##### Given information

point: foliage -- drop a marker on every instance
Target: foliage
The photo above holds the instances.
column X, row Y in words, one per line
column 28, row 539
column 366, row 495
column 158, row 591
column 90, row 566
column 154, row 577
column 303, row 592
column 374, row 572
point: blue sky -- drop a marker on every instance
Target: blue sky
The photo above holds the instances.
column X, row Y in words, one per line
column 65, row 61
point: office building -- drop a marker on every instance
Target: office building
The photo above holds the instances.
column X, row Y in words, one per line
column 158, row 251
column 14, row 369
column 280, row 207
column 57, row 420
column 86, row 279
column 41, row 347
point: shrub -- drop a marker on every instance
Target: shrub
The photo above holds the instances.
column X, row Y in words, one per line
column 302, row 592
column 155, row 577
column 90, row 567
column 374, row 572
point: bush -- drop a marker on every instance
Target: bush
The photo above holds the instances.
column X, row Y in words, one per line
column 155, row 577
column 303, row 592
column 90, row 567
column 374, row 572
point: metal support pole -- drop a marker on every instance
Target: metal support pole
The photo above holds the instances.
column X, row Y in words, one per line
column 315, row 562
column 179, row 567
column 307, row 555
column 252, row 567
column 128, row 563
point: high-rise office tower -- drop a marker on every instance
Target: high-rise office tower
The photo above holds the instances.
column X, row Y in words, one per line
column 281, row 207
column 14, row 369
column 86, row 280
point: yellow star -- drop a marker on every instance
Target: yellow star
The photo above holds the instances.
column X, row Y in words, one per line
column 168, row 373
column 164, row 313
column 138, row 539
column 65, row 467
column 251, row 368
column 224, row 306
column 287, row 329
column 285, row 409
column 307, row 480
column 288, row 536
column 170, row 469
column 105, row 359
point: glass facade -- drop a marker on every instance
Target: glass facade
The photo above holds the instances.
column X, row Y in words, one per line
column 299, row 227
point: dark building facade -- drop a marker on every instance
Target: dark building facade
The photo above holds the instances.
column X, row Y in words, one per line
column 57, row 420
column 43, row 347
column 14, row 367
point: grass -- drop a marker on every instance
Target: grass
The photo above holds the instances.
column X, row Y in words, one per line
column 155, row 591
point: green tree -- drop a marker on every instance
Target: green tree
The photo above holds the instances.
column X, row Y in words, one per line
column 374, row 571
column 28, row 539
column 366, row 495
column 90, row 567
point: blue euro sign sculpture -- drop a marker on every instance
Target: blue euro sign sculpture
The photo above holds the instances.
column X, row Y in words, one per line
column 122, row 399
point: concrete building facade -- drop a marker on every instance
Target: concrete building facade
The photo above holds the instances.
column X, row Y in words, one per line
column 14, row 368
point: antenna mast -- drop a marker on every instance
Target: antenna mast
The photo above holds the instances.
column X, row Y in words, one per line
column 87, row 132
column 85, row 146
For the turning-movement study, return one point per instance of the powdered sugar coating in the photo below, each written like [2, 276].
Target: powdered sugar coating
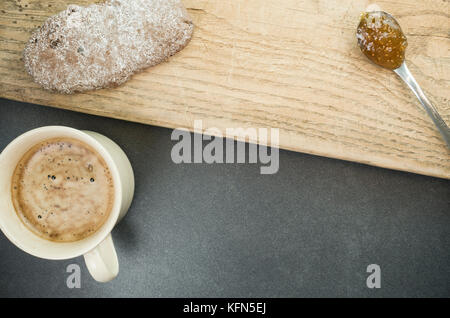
[102, 45]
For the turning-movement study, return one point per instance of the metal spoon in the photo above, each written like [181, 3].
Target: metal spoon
[383, 42]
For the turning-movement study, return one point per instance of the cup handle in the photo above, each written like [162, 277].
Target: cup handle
[102, 261]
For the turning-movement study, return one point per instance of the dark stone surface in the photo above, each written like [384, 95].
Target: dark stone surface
[224, 230]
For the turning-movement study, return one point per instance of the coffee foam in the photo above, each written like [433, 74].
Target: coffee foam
[62, 190]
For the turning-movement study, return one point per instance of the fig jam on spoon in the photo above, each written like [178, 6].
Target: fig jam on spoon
[382, 40]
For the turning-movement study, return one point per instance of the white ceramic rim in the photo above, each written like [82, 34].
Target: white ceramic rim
[77, 248]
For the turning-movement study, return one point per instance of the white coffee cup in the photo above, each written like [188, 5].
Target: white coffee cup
[98, 249]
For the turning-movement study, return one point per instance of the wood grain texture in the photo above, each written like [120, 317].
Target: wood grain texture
[288, 64]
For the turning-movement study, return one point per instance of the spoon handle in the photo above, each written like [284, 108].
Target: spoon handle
[406, 76]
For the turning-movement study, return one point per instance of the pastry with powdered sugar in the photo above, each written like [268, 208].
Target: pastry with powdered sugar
[102, 45]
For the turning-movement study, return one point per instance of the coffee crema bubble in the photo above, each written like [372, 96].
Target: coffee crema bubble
[62, 190]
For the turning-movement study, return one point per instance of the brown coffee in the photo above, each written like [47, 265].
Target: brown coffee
[62, 190]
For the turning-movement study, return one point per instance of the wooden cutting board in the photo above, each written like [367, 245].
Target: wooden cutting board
[287, 64]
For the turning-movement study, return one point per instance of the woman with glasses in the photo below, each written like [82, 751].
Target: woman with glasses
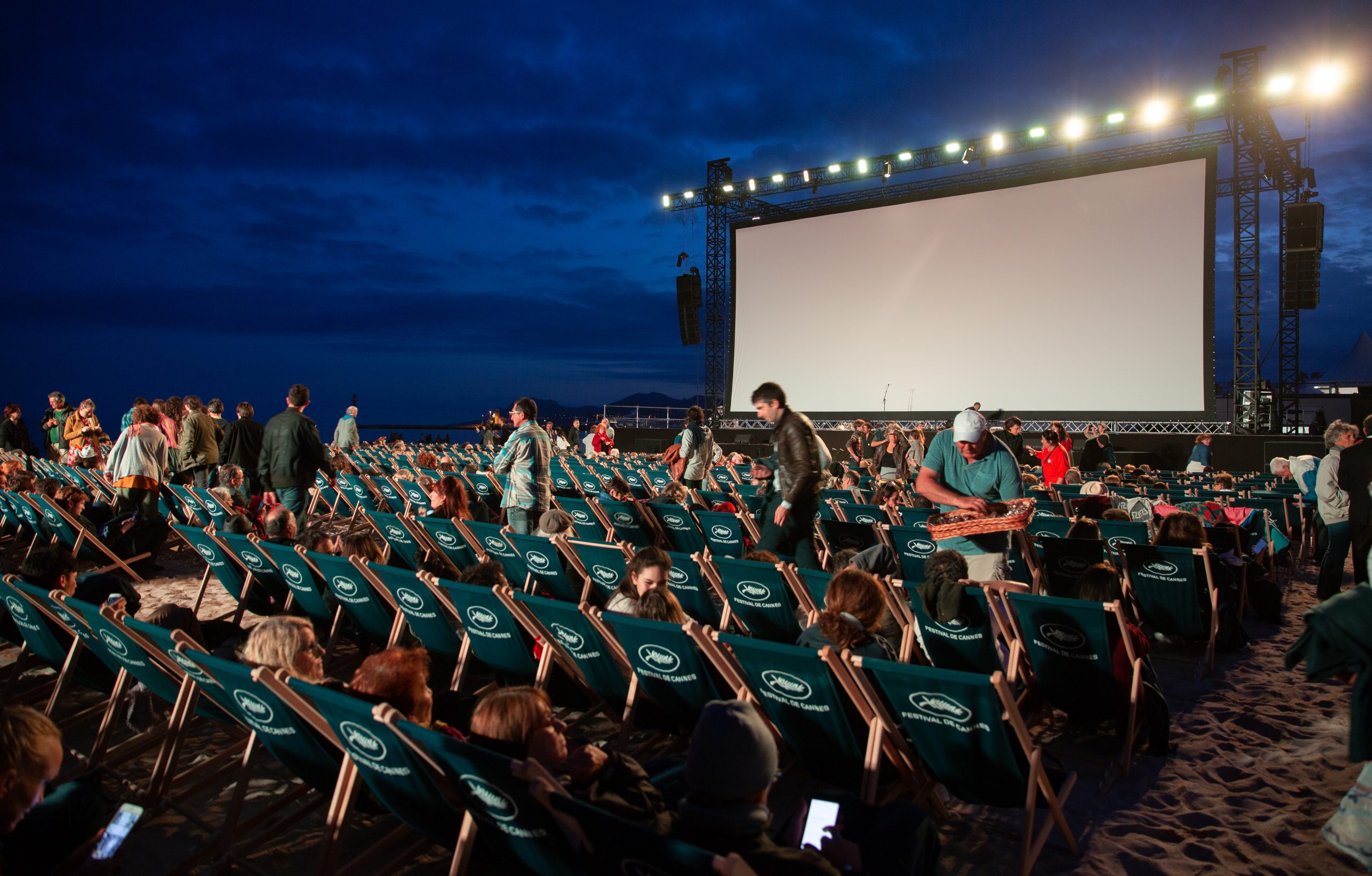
[519, 723]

##########

Lay out the records above as a two-column CSV with the columns text and answer, one row per record, beginning at the line that has "like [367, 245]." and stopping after the end of the records. Put each field in quotation marks, turn line breaks into spaces, and leave the pictures out.

# Answer to this problem
text,answer
"For the turning-movement study, return one point per instance of the wooden cutting board in the photo above, each written like [367, 245]. Target: wooden cutting board","[287, 64]"
"For the turning-movement study, return one point per instance of the woman with glasses in the photo below, each written like [82, 751]. Target: woman with glasses","[519, 723]"